* Work to be completed:
Count the lines in the material below that contain the string "house", with case counting, and reply with only that number.

* Exercise material:

────────────────────────────────────────

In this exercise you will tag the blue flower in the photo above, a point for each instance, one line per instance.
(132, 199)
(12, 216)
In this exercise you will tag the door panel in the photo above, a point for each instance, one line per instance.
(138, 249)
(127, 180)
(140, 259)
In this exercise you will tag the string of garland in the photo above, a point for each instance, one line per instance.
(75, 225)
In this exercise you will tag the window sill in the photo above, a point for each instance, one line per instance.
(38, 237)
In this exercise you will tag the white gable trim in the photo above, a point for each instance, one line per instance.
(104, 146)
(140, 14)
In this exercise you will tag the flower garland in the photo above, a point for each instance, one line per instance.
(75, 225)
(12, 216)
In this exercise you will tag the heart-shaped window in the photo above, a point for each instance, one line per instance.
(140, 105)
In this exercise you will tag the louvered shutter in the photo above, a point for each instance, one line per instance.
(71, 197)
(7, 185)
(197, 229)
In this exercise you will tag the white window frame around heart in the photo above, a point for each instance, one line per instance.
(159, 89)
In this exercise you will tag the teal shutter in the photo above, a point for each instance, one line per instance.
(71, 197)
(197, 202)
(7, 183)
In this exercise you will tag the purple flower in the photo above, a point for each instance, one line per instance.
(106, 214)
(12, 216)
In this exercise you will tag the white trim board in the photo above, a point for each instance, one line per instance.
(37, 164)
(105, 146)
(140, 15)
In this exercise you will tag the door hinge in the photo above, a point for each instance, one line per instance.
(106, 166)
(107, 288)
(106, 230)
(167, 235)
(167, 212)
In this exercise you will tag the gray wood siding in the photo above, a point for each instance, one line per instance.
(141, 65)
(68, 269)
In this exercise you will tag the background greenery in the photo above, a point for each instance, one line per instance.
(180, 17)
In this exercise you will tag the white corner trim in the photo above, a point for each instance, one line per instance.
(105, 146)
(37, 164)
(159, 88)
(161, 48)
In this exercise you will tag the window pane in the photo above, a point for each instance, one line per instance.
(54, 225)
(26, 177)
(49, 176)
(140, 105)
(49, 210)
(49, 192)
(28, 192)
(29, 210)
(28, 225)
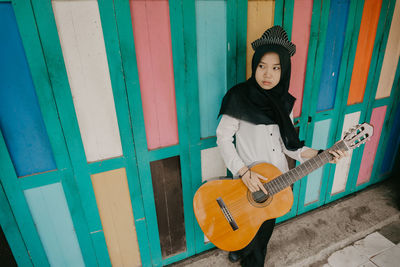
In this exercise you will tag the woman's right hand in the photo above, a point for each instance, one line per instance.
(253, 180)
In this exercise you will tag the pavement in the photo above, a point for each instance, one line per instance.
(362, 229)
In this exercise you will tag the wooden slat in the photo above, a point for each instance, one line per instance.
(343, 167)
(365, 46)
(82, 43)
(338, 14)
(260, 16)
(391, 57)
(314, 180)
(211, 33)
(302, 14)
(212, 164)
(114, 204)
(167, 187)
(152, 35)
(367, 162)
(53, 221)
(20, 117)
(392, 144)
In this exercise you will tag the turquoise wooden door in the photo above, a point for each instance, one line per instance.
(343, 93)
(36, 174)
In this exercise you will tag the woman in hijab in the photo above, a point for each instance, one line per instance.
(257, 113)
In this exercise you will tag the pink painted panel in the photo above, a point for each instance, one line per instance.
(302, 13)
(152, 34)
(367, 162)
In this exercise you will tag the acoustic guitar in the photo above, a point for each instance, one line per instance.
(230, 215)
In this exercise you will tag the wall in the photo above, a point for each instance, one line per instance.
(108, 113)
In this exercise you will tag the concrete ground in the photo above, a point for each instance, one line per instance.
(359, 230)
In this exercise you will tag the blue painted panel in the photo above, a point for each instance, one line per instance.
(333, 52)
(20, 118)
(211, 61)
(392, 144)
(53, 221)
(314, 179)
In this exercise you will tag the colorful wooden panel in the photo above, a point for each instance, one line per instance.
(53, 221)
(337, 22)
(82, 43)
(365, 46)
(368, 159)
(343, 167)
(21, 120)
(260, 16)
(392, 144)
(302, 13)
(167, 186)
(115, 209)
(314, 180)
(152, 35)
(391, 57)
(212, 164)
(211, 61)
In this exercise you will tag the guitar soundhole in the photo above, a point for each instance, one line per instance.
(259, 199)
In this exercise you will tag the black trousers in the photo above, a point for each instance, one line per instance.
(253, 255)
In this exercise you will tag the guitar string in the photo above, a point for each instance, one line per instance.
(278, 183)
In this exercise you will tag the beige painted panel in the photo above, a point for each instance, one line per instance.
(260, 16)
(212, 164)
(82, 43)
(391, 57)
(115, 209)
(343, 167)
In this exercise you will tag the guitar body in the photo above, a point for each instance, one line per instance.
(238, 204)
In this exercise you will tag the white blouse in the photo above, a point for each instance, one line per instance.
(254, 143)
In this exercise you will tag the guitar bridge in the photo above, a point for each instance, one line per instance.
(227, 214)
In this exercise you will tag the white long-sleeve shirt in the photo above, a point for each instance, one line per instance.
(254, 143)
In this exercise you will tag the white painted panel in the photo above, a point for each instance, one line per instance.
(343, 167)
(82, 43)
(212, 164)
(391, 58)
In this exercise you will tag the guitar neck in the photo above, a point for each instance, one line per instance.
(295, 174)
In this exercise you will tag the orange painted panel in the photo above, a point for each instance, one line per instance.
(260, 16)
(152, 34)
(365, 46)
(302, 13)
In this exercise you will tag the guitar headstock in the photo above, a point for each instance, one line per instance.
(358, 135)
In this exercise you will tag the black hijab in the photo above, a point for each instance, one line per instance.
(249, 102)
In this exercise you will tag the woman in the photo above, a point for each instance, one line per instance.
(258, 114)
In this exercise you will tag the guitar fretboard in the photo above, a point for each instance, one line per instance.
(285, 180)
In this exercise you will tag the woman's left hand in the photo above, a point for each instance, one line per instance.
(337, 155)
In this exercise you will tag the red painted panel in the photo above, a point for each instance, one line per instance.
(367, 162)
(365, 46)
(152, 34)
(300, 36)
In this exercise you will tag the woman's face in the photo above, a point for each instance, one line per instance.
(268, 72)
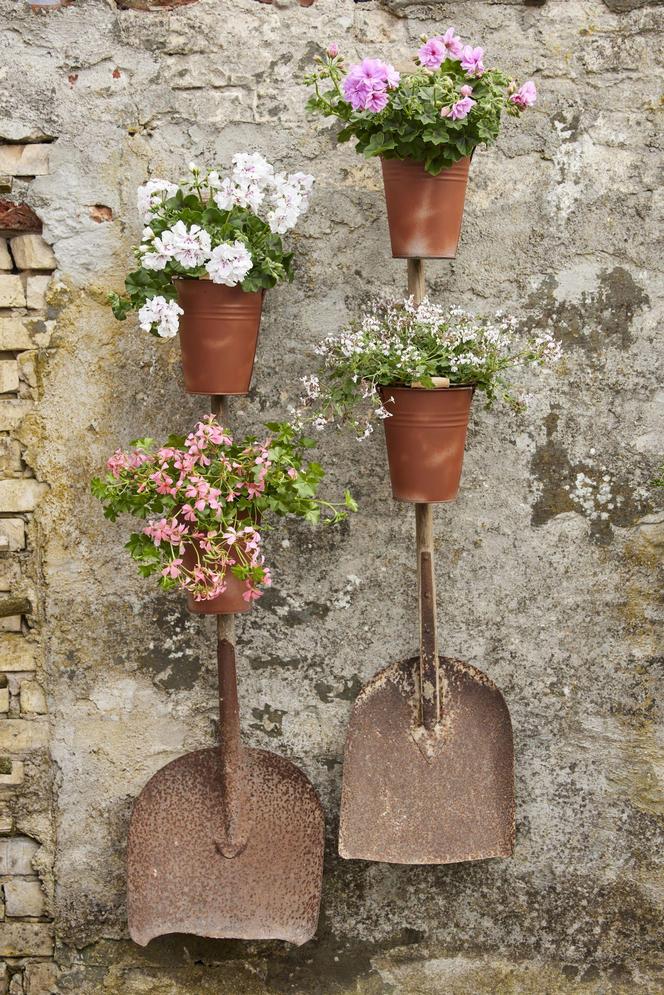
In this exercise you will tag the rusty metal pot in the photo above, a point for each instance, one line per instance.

────────────────────────────────────────

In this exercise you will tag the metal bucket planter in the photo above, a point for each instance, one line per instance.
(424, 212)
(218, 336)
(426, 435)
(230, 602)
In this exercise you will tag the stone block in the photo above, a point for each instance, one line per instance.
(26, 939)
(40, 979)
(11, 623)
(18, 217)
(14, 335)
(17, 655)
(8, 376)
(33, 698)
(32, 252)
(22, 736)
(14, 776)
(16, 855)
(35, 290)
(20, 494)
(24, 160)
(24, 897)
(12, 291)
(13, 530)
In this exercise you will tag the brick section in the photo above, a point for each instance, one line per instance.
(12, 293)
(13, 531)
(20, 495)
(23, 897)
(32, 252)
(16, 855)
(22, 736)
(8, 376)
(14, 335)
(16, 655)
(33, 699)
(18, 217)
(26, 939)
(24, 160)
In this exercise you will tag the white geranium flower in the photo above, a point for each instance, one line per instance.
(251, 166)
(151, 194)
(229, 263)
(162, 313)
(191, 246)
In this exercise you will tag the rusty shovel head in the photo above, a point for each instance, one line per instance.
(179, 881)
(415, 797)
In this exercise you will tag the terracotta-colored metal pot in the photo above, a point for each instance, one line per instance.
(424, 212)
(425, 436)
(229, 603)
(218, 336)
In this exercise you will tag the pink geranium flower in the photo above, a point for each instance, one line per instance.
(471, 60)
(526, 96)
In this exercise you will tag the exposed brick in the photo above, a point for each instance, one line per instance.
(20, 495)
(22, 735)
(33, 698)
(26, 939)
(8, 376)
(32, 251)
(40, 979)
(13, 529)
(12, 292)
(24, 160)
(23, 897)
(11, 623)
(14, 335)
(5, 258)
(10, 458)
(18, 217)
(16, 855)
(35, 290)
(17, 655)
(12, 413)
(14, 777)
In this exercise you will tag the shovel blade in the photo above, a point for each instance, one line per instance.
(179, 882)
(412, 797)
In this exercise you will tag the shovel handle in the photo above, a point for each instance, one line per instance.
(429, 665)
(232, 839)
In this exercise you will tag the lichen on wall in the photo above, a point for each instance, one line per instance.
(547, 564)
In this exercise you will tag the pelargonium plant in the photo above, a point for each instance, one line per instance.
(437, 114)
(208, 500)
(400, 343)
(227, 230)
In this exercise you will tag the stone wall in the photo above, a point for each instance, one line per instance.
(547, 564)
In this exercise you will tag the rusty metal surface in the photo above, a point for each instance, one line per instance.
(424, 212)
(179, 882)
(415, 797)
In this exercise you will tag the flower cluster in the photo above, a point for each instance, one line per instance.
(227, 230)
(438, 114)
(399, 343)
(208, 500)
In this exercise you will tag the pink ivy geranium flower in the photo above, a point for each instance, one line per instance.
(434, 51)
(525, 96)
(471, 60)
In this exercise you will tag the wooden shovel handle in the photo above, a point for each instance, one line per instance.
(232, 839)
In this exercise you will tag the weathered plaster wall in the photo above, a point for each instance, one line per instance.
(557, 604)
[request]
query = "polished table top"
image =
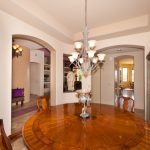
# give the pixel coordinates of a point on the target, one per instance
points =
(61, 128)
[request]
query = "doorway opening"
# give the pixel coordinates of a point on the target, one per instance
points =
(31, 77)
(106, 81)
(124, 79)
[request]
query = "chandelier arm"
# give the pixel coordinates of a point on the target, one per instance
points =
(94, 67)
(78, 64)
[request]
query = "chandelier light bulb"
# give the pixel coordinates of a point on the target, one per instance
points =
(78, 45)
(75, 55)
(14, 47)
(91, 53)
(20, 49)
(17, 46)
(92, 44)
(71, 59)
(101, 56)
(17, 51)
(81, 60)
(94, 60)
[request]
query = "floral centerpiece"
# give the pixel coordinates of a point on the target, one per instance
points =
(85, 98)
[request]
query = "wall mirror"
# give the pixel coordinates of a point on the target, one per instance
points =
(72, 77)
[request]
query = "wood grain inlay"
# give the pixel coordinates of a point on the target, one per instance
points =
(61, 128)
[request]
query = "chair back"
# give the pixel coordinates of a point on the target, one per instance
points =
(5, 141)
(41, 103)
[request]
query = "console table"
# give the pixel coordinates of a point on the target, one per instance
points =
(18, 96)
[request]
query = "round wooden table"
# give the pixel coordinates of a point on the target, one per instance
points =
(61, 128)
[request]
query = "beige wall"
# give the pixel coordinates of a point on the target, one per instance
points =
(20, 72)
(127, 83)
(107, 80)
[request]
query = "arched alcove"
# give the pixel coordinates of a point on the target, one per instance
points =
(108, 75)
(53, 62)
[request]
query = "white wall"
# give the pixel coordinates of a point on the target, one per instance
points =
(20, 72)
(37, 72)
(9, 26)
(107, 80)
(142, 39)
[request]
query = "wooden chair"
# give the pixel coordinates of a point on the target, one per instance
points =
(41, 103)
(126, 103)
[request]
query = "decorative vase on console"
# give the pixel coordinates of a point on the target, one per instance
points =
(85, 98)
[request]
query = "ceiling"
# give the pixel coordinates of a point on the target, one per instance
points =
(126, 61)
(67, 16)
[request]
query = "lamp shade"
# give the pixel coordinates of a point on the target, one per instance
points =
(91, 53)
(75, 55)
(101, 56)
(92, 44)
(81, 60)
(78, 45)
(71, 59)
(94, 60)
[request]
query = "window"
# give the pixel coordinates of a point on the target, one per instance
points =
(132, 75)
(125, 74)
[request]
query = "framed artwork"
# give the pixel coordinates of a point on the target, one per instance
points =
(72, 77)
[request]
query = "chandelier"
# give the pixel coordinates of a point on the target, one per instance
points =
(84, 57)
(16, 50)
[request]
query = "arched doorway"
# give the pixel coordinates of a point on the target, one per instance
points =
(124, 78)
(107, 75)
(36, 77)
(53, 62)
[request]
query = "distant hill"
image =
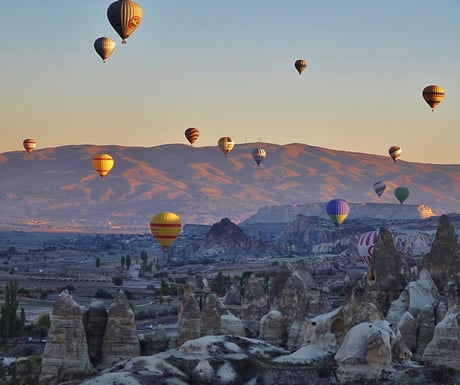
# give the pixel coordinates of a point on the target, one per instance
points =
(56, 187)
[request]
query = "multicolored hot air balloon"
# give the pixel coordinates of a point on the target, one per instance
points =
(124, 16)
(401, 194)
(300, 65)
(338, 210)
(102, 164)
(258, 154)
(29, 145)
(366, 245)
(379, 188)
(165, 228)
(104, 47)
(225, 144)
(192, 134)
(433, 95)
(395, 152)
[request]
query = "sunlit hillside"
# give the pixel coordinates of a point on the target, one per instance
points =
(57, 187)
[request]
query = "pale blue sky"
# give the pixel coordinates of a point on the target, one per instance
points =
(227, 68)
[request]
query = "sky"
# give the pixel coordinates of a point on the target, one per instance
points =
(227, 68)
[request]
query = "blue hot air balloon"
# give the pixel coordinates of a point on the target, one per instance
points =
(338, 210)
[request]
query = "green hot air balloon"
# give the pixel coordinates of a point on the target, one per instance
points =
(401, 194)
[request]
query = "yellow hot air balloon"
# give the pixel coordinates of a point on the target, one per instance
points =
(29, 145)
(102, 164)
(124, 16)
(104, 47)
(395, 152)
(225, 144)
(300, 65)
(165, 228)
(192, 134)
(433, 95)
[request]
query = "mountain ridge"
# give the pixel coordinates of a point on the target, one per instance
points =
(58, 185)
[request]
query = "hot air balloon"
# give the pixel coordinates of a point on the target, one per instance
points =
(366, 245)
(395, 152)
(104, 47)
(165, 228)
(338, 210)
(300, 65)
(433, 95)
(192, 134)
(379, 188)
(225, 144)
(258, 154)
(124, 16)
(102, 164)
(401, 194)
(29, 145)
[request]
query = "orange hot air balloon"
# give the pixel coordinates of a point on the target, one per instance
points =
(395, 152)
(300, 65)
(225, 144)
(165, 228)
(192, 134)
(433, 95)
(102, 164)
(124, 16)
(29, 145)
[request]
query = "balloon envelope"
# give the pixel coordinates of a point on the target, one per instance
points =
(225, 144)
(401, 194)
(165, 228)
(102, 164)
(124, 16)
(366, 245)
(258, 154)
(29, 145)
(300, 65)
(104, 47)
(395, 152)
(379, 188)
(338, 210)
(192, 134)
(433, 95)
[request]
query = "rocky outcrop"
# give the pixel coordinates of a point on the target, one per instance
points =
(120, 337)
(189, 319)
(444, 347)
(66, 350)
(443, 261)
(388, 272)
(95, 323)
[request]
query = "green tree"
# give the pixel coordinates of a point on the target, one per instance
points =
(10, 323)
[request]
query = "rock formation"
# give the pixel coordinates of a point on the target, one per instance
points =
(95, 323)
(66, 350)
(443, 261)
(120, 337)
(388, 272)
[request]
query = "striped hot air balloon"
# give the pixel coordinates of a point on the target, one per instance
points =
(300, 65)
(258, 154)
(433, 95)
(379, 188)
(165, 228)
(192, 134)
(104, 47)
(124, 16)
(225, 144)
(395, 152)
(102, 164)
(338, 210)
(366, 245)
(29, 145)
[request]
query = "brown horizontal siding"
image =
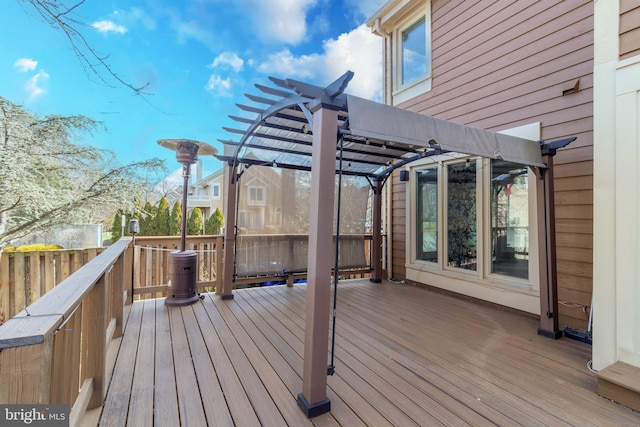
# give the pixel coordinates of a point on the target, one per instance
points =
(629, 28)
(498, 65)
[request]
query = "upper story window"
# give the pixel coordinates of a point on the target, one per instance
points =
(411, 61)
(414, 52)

────────────────────────────────────────

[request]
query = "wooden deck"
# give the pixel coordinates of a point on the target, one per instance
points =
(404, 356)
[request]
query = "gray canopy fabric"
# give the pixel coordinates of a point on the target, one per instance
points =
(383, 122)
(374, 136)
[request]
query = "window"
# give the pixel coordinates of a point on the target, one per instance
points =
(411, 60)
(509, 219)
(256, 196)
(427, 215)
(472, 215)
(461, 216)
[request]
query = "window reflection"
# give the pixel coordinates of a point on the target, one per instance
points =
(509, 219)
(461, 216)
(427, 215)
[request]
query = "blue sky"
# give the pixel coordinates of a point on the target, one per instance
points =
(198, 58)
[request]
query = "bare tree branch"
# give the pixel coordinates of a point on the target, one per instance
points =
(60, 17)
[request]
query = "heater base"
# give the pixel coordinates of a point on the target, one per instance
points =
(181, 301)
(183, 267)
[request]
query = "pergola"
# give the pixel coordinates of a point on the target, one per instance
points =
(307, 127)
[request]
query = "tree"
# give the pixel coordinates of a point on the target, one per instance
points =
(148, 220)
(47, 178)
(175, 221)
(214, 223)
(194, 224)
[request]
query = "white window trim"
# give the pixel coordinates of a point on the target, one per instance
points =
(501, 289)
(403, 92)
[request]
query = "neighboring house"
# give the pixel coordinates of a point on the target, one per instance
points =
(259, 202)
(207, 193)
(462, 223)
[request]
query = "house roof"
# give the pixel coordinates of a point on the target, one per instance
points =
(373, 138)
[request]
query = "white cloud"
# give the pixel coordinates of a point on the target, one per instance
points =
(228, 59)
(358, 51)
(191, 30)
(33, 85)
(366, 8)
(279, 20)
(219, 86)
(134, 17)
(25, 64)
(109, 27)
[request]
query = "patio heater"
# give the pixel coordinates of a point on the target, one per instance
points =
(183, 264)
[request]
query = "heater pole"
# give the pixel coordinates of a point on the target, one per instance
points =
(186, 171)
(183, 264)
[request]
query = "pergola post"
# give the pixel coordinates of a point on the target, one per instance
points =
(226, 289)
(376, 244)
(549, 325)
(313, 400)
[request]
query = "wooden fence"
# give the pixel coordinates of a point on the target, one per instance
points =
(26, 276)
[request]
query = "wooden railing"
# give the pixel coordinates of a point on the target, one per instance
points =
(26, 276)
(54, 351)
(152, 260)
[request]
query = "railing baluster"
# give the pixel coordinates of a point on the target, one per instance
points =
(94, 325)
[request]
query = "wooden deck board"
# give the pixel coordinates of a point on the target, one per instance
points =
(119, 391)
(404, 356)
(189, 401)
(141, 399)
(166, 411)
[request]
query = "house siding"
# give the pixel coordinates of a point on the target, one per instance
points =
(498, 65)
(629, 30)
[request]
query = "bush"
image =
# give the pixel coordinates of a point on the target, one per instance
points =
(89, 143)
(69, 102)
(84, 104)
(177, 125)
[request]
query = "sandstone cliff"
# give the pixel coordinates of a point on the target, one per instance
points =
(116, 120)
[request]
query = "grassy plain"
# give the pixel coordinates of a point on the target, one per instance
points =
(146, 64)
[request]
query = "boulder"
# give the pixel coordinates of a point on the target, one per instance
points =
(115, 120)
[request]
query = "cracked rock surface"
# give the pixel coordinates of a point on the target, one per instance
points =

────────────────────────────────────────

* Reply to the task:
3